** PROBLEMS AND TASKS **
#1 Using the forum thread about girder_worker workflow specs, explain why the person asking wants the workflow details kept in an XML or JSON file instead of in the Python code. Answer in one to three sentences.
#2 Carry on the forum thread about girder_worker workflow specs from the point where it stops.

** PASSAGE GIVEN **
* * * *
Comments (12)
In the task spec docs, there is a WORKFLOW_TASK
spec for JSON, which defines multiple tasks and the connections between tasks. Is that close to what you are after?
from girder_worker.
The link https://girder-worker.readthedocs.io/en/latest/api-docs.html#the-task-specification always takes me to the page which says:
Service Unavailable
The service is temporarily unavailable. Please try again later.
Basically, the examples that we have seen in the girder worker docs has everything stated in the python code itself. Rather than this, I was looking for the way which can allow me to specify the workflow details in XML or JSON or any well-formatted text so that it can be reloaded (or updated) by a generic python code (just like a parser of the workflow description) and be able to get the workflow configuration from the XML/JSON file.
To give a simple example, most of the logging tools have .xml, or .properties file that can take the logging configuration. The same configuration can be hard coded in the Logger class itself (which makes it highly coupled). The girderworker examples provide the latter convention (the workflow details are highly coupled with the python code itself). What I was looking is the former convention (separating the workflow configuration from the workflow runner).
Am I clear?
Thanks.
from girder_worker.
Not sure why the RTD link is not working for you. The docs I mentioned are also hosted on GitHub here.
There is a pure-JSON no-Python way of constructing workflow specs. The facebook example (here on RTD or here on GitHub) shows a raw workflow object being constructed without using the pythonic Workflow
helper class. Here is the spec fully put together as pure JSON:
{
"mode": "workflow",
"inputs": [
{
"type": "graph",
"name": "G",
"format": "adjacencylist"
* * * *
** ITEMS **
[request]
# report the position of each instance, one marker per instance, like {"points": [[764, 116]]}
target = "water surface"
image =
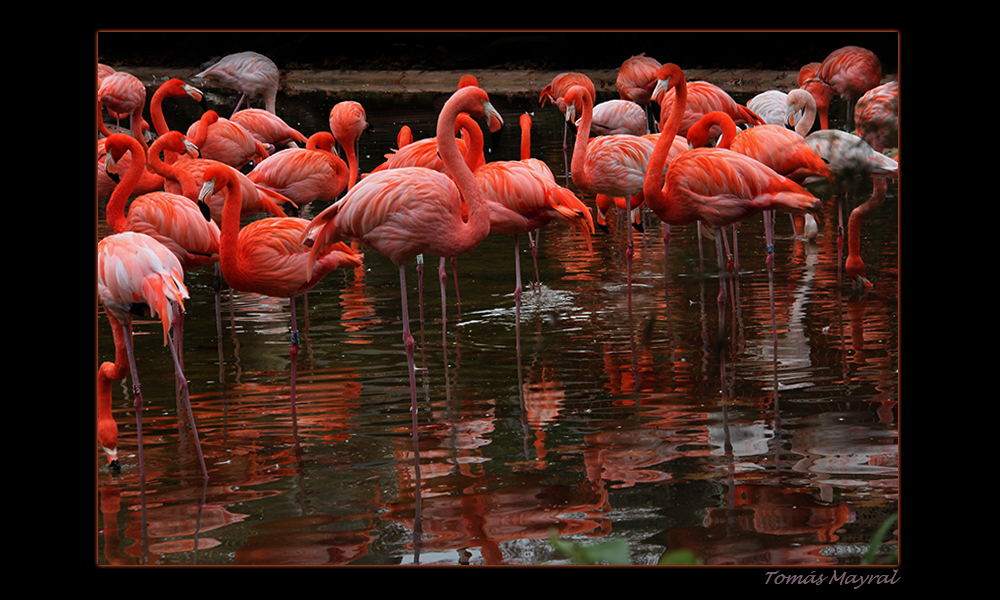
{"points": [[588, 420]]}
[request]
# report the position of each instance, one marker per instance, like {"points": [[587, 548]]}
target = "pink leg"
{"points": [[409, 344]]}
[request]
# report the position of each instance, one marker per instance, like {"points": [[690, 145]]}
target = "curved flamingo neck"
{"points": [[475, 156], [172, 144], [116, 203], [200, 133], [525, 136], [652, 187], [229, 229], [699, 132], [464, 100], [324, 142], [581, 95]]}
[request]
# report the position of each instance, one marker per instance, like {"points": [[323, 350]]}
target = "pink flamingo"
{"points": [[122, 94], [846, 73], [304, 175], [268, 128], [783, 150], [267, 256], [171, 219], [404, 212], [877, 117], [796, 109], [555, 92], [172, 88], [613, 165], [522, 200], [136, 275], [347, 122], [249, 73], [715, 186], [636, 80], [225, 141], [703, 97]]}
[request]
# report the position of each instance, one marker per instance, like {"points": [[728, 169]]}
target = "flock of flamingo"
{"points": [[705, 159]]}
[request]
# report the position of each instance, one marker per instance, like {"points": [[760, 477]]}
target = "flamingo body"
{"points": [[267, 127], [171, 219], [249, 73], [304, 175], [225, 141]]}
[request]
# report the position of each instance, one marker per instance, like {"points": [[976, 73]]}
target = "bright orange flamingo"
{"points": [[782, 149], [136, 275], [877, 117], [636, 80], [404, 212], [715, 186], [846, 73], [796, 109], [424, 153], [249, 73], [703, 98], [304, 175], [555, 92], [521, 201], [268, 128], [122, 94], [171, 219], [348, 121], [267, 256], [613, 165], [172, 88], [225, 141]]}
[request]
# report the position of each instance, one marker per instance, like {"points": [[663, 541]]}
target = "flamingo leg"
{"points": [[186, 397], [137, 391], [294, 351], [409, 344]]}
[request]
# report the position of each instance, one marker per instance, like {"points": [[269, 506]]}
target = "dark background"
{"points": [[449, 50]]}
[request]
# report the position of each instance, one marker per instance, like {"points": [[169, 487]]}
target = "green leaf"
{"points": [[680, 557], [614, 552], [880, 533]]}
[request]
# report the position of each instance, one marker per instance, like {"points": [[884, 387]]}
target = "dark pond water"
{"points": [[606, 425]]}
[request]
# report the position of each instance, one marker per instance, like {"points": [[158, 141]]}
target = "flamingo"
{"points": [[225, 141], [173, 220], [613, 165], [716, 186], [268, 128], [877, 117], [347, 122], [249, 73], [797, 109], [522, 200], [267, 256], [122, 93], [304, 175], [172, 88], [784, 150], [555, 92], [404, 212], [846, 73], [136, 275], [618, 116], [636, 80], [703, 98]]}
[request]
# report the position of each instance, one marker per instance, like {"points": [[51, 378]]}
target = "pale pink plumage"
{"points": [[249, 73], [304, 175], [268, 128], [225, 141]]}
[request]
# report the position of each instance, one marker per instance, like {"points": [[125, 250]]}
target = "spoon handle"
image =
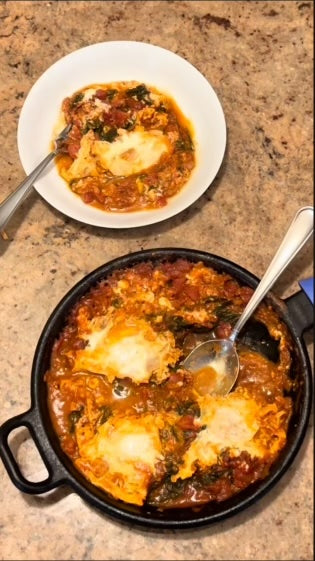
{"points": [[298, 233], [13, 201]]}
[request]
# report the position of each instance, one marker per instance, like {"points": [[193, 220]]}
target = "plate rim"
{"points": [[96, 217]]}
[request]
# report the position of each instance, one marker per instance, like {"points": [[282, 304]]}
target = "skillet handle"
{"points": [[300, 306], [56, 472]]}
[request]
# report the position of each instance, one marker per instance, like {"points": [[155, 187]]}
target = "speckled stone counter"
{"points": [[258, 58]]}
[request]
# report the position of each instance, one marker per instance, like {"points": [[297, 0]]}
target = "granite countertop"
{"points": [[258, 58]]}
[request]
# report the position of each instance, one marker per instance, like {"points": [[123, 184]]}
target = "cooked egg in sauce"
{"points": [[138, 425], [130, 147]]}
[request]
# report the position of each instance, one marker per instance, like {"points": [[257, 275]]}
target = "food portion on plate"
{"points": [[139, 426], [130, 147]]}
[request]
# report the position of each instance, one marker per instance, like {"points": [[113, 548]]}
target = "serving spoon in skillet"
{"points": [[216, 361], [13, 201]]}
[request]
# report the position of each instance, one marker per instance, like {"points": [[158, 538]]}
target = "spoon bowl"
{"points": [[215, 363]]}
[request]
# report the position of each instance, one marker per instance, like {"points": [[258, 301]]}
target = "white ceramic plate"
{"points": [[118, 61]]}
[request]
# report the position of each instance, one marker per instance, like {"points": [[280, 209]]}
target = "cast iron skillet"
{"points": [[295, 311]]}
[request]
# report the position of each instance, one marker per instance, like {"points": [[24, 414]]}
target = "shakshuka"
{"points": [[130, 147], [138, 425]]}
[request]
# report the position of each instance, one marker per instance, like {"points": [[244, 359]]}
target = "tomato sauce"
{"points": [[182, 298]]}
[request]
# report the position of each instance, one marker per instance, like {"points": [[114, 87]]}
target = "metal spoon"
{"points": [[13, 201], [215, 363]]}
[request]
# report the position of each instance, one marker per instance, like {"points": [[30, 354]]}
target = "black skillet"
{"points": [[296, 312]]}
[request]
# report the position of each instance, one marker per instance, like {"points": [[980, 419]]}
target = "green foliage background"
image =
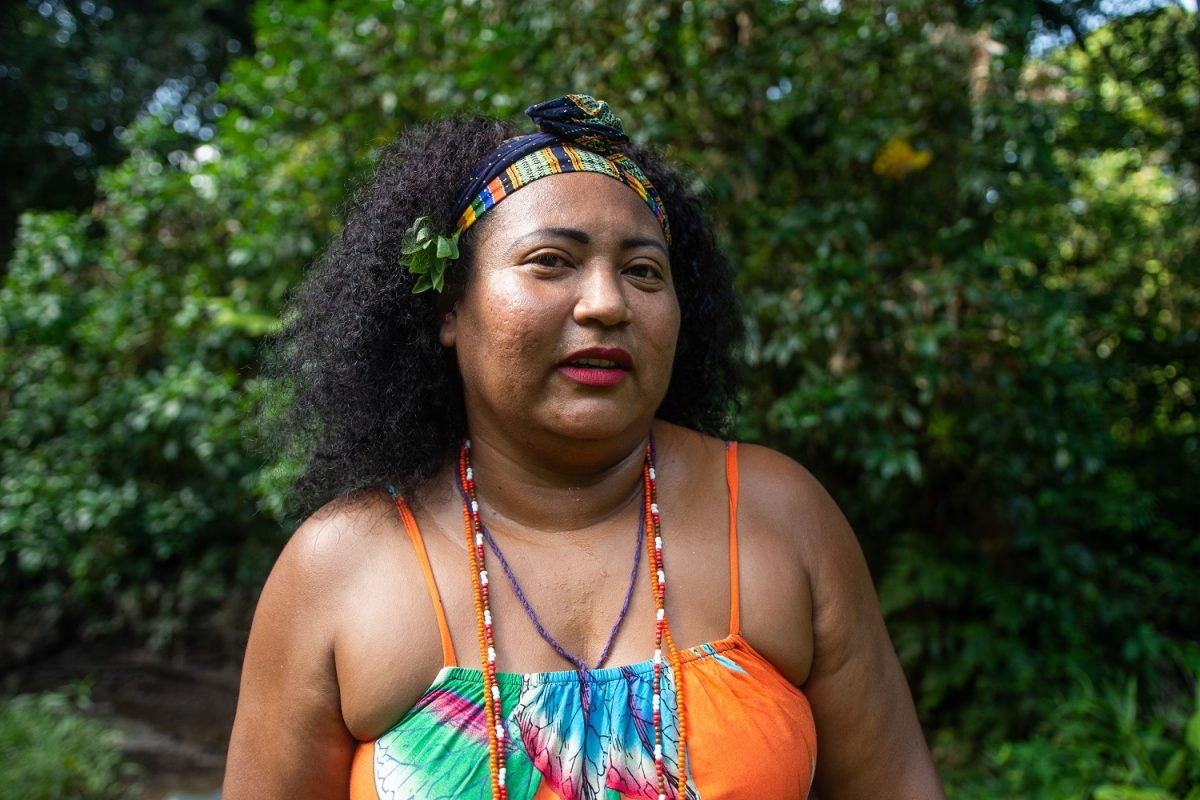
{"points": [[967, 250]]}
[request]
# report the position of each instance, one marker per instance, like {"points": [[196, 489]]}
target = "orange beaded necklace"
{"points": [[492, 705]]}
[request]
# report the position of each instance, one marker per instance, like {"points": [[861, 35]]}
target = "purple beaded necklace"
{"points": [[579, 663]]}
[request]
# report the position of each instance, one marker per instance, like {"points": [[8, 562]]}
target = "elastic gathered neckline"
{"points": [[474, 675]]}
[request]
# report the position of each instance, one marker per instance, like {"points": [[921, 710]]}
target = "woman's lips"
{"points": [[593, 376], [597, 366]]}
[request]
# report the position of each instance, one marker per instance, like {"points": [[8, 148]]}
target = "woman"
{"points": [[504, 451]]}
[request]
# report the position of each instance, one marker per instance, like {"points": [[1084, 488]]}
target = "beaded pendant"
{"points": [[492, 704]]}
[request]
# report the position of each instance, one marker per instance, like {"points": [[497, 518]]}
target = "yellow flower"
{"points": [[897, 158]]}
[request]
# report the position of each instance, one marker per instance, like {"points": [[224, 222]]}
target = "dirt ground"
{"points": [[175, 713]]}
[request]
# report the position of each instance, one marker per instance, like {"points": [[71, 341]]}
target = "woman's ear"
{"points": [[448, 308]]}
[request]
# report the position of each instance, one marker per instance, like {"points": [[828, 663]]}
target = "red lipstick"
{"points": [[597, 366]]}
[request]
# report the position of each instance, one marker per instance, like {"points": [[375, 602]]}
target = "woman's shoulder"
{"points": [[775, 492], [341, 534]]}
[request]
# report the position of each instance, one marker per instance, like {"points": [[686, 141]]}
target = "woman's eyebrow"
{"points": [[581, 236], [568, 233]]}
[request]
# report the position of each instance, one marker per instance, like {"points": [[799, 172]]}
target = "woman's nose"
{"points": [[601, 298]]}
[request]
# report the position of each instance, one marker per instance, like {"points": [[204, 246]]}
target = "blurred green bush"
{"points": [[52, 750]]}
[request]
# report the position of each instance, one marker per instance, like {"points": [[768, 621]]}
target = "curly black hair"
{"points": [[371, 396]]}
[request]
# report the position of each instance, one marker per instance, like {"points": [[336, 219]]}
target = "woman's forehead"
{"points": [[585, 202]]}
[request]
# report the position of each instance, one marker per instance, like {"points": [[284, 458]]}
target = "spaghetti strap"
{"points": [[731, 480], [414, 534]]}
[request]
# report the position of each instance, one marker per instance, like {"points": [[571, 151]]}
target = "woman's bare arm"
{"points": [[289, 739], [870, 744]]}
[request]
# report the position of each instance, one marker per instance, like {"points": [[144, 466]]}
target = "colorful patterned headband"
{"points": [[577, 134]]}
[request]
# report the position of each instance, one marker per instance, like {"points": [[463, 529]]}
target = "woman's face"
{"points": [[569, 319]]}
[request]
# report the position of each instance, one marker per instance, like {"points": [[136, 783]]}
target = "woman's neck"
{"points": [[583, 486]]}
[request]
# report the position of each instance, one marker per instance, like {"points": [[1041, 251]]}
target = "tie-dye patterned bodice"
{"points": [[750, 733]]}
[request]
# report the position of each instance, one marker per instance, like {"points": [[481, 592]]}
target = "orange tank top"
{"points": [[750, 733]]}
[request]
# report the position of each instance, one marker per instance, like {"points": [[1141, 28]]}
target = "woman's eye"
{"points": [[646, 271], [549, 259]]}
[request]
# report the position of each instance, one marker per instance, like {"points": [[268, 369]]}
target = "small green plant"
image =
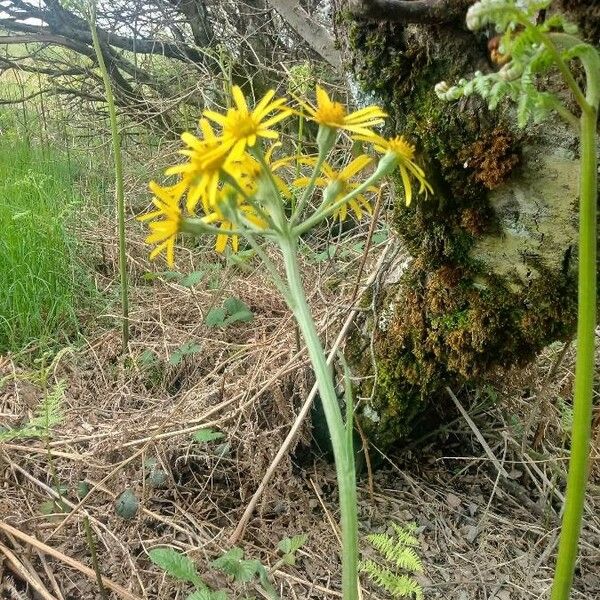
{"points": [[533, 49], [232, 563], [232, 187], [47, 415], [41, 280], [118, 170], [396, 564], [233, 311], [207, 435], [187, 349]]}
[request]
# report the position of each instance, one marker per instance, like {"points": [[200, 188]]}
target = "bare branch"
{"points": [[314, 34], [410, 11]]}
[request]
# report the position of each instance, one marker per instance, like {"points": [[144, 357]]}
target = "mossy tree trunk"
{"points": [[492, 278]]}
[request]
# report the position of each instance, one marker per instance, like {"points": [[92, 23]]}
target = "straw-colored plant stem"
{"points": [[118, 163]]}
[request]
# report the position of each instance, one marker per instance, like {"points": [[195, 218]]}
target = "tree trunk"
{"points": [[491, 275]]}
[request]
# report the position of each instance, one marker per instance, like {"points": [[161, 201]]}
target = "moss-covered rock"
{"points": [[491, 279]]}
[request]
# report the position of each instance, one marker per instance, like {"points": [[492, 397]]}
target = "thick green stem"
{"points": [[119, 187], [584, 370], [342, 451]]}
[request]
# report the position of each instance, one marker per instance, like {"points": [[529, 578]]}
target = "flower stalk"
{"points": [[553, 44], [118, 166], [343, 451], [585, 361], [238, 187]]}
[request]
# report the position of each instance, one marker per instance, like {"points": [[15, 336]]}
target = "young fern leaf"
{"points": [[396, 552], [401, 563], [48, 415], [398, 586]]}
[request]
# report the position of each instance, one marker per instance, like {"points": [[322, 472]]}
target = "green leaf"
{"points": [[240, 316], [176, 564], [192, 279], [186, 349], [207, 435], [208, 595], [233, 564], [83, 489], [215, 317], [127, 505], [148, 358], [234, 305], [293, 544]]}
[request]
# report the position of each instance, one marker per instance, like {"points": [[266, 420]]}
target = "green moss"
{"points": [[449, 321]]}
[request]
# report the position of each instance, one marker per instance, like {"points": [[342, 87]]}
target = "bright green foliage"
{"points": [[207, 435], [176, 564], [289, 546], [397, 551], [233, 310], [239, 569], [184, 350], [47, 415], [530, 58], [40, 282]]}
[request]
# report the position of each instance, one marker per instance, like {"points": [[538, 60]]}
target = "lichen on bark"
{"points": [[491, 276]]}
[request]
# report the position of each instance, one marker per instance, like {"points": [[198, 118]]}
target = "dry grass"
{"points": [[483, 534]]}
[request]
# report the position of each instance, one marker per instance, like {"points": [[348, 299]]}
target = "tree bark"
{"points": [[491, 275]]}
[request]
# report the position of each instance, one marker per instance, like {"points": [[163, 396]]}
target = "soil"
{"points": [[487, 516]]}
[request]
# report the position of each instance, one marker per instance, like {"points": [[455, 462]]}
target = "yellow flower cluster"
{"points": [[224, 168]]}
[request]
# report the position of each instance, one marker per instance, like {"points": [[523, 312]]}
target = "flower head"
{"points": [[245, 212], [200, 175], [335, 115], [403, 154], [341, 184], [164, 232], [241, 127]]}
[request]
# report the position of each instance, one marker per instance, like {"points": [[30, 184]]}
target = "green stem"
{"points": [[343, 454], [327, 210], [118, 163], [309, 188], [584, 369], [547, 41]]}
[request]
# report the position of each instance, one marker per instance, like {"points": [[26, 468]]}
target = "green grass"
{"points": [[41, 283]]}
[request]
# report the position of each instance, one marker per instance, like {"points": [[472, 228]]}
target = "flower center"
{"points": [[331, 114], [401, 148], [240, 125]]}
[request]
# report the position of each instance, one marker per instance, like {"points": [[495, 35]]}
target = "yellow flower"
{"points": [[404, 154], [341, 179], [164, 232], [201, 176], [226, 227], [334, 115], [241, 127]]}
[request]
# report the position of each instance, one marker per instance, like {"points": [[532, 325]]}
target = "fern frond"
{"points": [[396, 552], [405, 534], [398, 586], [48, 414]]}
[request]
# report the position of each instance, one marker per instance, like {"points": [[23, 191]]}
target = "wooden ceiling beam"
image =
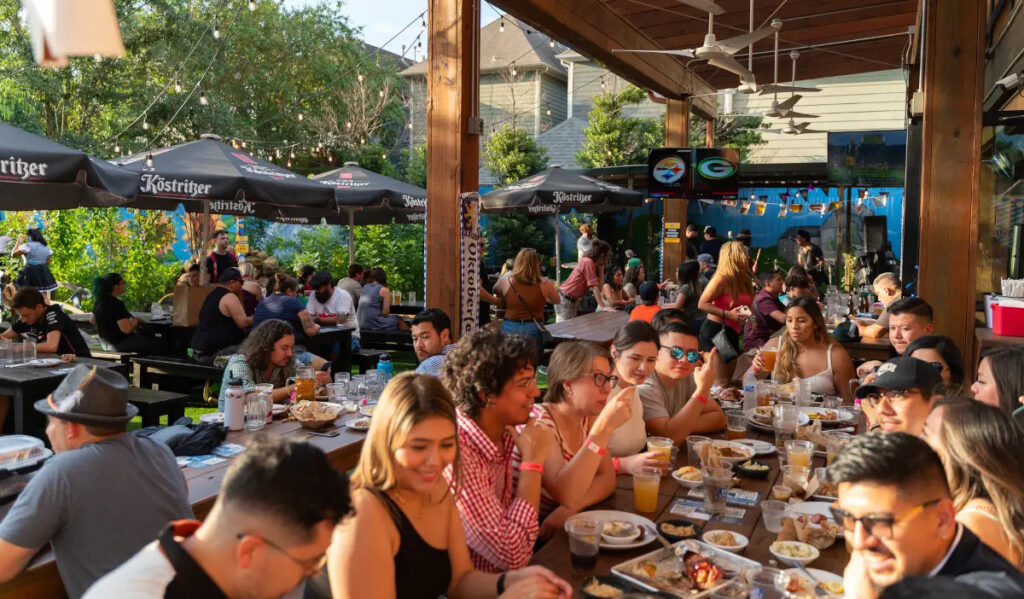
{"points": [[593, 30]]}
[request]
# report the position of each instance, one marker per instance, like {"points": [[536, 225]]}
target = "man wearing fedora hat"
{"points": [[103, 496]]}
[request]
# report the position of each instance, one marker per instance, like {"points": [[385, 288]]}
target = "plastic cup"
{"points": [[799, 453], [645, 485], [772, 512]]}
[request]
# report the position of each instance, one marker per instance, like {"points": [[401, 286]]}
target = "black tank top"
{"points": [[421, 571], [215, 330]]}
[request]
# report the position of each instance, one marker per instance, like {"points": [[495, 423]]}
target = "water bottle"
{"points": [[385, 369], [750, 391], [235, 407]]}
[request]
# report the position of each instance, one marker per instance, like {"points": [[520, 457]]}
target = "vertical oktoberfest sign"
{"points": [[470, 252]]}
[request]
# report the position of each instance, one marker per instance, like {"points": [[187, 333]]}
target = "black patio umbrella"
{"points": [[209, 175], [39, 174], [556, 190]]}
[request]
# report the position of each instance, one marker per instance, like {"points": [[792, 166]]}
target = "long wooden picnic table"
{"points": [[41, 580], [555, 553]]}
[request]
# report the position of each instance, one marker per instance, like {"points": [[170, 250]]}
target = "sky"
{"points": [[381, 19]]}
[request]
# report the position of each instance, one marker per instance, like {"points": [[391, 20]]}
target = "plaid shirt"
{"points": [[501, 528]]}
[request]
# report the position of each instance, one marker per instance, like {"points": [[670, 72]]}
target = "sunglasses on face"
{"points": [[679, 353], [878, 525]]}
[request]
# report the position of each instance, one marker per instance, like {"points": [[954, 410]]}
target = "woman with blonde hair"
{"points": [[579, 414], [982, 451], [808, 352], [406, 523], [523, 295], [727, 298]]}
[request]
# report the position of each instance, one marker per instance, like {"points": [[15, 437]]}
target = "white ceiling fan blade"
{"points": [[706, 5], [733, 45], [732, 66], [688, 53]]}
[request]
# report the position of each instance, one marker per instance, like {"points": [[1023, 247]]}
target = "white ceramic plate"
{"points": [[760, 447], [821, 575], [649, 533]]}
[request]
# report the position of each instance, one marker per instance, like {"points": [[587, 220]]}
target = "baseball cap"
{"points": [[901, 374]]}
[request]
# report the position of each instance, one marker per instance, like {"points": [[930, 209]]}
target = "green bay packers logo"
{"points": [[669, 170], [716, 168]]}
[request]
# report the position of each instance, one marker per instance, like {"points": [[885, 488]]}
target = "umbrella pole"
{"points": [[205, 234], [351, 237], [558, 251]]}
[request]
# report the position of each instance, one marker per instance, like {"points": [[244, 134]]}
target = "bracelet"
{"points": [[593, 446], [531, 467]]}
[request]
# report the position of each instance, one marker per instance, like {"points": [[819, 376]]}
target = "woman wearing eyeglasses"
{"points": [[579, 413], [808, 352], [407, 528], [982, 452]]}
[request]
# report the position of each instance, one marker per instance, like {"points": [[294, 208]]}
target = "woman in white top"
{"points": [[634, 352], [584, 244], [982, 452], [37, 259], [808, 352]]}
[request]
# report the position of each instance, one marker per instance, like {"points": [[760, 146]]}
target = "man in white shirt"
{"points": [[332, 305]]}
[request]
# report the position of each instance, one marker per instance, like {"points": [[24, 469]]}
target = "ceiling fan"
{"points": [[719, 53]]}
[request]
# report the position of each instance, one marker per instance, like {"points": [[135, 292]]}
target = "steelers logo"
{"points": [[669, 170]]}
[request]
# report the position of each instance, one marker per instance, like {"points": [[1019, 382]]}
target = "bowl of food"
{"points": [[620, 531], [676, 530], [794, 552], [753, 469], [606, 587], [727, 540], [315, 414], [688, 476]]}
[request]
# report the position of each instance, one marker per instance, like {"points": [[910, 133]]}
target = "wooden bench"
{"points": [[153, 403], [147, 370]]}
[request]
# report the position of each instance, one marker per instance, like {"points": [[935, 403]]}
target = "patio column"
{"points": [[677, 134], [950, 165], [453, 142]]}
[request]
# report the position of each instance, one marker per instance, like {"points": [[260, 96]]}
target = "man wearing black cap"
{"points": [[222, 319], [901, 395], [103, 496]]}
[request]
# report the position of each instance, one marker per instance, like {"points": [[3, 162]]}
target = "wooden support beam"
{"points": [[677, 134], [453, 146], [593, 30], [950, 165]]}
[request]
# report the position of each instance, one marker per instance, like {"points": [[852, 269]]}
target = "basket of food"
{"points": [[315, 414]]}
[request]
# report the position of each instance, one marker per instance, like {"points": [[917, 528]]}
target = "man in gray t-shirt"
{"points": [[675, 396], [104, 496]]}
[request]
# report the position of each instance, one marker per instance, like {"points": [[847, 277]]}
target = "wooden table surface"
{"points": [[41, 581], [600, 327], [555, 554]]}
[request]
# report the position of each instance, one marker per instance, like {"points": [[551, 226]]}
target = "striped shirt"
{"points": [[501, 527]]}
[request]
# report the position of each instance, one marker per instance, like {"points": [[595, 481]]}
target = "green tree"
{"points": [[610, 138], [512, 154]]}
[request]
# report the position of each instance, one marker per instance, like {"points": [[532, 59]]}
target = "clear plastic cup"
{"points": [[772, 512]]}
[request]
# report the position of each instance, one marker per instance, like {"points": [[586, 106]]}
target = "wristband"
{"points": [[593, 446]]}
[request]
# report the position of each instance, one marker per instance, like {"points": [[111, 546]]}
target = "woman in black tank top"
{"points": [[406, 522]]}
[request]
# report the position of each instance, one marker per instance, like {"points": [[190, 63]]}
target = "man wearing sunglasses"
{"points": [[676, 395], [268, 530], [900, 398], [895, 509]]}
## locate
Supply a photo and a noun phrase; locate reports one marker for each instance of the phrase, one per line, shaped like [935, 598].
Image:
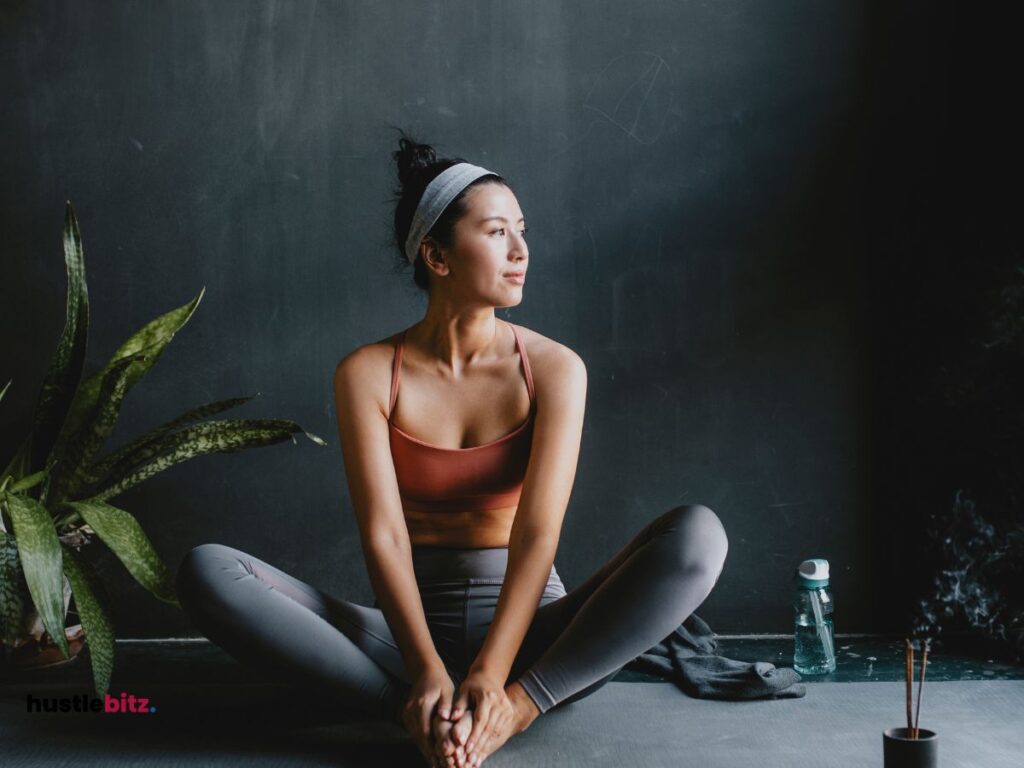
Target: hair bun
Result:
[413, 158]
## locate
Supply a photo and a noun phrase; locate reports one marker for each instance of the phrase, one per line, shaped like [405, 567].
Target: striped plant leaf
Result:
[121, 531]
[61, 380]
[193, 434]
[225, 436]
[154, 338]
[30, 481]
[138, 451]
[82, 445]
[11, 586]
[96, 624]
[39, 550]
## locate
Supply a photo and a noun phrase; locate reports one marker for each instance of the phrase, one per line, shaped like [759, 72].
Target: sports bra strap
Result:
* * * *
** RESULTS FOR EACH TASK **
#1 Putting the workflow details directly in the Python code couples them tightly to that code, much as a logging configuration hard-coded in the Logger class does. A separate XML or JSON file keeps the workflow configuration apart from the workflow runner. A generic Python parser could then reload or update the configuration from that file.

#2
}
],
"outputs": [
{
"type": "graph",
"name": "result_graph",
"format": "networkx"
}
],
"connections": [
{
"input": "G",
"input_step": "most_popular",
"name": "G"
},
{
"output": "G",
"input_step": "find_neighborhood",
"input": "G",
"output_step": "most_popular"
},
{
"output": "most_popular_person",
"input_step": "find_neighborhood",
"input": "most_popular_person",
"output_step": "most_popular"
},
{
"output": "subgraph",
"name": "result_graph",
"output_step": "find_neighborhood"
}
],
"steps": [
{
"name": "most_popular",
"task": {
"inputs": [
{
"type": "graph",
"name": "G",
"format": "networkx"
}
],
"script": "\nfrom networkx import degree\n\ndegrees = degree(G)\nmost_popular_person = max(degrees, key=degrees.get)\n",
"outputs": [
{
"type": "string",
"name": "most_popular_person",
"format": "text"
},
{
"type": "graph",
"name": "G",
"format": "networkx"
}
]
}
},
{
"name": "find_neighborhood",
"task": {
"inputs": [
{
"type": "graph",
"name": "G",
"format": "networkx"
},
{
"type": "string",
"name": "most_popular_person",
"format": "text"
}
],
"script": "\nfrom networkx import ego_graph\n\nsubgraph = ego_graph(G, most_popular_person)\n",
"outputs": [
{
"type": "graph",
"name": "subgraph",
"format": "networkx"
}
]
}
}
]
}
from girder_worker.
Thanks. It should be helpful. I will try to load and run this json using the girderworker.run method.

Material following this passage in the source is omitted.